### Compito breve a:
Nel testo sulla mamma e sulle sorelle, le affermazioni seguenti sono vere? Per ciascuna rispondi sì o no e cita le parole decisive del testo: (i) Gatteo a Mare si trova venti chilometri a sud; (ii) Teresa è la sorella maggiore e ha dodici anni di differenza; (iii) chi scrive è figlia unica.

### Testo di lettura:
::::::

Fino a quattro mesi fa quando avevo bisogno di qualche consiglio (o magari soltanto di una piccola consolazione), facevo un numero di telefono di Gatteo a Mare. E’ il luogo dove sono cresciuta, venti chilometri a nord da qui, appena al di là dello storico fiume Rubicone (il grande passaggio, in senso contrario a quanto fatto da Cesare, io l’ho vissuto nel 1983, col matrimonio).
Immancabilmente, a quel numero rispondeva la dolce voce della mamma.
“T’é voja ad tètta?” (hai voglia di tetta?), scherzava, immaginando che una richiesta del tipo “voglio fare la seppia con piselli, mà, cosa devo mettere giù prima, la seppia o i piselli?”, in realtà significasse “mamma, oggi sono un po’ in crisi e avevo voglia di sentirti”.
Ora quel telefono suona a vuoto.
Per fortuna, però, non sono figlia unica e la mamma ha lasciato in eredità i suoi tanti saperi alle mie due sorelle e a mio fratello, oltre che a me.
Teresa è la maggiore, ci separano dodici anni. Quand’ero bambina è stata una vice-mamma. Ora è il telefono di Teresa a squillare più spesso. Tutti la chiamiamo, quasi quotidianamente, per sapere… come si cucina la seppia con i piselli.
L’ultima volta che sono andata a trovarla mi ha regalato un barattolo di delizie: i fichi sciroppati come li faceva la mamma.

::::::

Voci di dati:
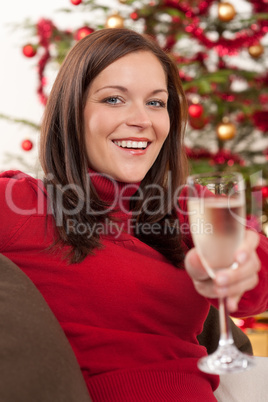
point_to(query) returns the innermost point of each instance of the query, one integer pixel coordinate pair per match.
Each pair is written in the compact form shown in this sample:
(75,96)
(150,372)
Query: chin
(130,178)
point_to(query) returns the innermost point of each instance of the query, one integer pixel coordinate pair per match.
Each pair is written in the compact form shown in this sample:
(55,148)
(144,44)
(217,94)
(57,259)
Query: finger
(195,267)
(249,244)
(227,277)
(238,288)
(232,303)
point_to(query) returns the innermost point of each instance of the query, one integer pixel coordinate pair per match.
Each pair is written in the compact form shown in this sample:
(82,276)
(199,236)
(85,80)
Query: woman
(101,239)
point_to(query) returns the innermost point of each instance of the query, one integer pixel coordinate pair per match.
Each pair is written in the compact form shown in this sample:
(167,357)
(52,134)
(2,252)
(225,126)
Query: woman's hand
(230,283)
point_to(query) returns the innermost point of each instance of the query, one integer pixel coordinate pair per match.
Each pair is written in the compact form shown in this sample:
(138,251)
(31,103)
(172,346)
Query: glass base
(226,359)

::::::

### Compito breve b:
Restituisci tutte le righe dei record qui sopra in una tabella Markdown con le colonne «Numero» e «Riga». Salta le righe vuote e lascia fuori le immagini.

### Risultato esercizio a:
(i) No: «venti chilometri a nord da qui». (ii) Sì: «Teresa è la maggiore, ci separano dodici anni». (iii) No: «non sono figlia unica».

### Risultato esercizio b:
| Numero | Riga |
|---|---|
| 1 | point_to(query) returns the innermost point of each instance of the query, one integer pixel coordinate pair per match. |
| 2 | Each pair is written in the compact form shown in this sample: |
| 3 | (75,96) |
| 4 | (150,372) |
| 5 | Query: chin |
| 6 | (130,178) |
| 7 | point_to(query) returns the innermost point of each instance of the query, one integer pixel coordinate pair per match. |
| 8 | Each pair is written in the compact form shown in this sample: |
| 9 | (55,148) |
| 10 | (144,44) |
| 11 | (217,94) |
| 12 | (57,259) |
| 13 | Query: finger |
| 14 | (195,267) |
| 15 | (249,244) |
| 16 | (227,277) |
| 17 | (238,288) |
| 18 | (232,303) |
| 19 | point_to(query) returns the innermost point of each instance of the query, one integer pixel coordinate pair per match. |
| 20 | Each pair is written in the compact form shown in this sample: |
| 21 | (82,276) |
| 22 | (199,236) |
| 23 | (85,80) |
| 24 | Query: woman |
| 25 | (101,239) |
| 26 | point_to(query) returns the innermost point of each instance of the query, one integer pixel coordinate pair per match. |
| 27 | Each pair is written in the compact form shown in this sample: |
| 28 | (167,357) |
| 29 | (52,134) |
| 30 | (2,252) |
| 31 | (225,126) |
| 32 | Query: woman's hand |
| 33 | (230,283) |
| 34 | point_to(query) returns the innermost point of each instance of the query, one integer pixel coordinate pair per match. |
| 35 | Each pair is written in the compact form shown in this sample: |
| 36 | (138,251) |
| 37 | (31,103) |
| 38 | (172,346) |
| 39 | Query: glass base |
| 40 | (226,359) |